Free-text object descriptions
####################

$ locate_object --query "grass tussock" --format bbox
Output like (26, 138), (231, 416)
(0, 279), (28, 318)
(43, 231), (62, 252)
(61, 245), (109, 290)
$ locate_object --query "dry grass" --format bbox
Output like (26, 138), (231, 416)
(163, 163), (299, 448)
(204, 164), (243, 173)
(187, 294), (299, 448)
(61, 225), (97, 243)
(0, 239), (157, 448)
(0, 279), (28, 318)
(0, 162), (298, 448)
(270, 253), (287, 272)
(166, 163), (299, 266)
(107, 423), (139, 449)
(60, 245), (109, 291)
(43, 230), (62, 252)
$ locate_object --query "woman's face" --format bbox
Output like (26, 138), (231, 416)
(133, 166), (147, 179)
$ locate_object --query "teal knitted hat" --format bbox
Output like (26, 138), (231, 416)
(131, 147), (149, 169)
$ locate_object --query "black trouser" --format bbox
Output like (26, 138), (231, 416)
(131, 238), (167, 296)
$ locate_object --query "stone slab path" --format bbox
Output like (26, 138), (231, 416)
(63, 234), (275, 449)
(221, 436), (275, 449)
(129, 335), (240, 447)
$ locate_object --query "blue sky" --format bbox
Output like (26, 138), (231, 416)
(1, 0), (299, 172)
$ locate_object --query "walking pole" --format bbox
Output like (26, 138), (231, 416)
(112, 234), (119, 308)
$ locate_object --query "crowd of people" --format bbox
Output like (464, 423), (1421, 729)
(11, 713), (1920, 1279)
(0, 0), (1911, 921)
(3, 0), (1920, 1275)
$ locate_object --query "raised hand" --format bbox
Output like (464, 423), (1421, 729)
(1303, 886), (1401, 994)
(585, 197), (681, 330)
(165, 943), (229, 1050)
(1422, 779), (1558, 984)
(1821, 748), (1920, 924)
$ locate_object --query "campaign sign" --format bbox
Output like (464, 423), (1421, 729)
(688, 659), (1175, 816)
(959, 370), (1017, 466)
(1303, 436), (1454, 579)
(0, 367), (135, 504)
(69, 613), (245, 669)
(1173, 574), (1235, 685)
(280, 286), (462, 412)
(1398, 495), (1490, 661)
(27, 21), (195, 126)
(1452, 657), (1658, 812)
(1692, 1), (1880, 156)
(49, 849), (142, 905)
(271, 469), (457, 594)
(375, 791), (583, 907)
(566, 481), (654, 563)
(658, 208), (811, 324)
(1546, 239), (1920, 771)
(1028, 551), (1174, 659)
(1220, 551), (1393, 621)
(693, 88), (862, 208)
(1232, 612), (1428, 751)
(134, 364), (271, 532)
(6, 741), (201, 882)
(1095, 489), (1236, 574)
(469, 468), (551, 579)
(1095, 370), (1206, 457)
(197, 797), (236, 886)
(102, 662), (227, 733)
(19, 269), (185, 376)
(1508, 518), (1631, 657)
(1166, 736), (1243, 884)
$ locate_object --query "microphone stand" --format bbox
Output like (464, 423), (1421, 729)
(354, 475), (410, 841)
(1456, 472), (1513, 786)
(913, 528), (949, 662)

####################

Copy out every line of the data that includes the word "grass".

$ locate_object --query "grass tussock" --format bbox
$ locate_object --query "dry grass" --format bbox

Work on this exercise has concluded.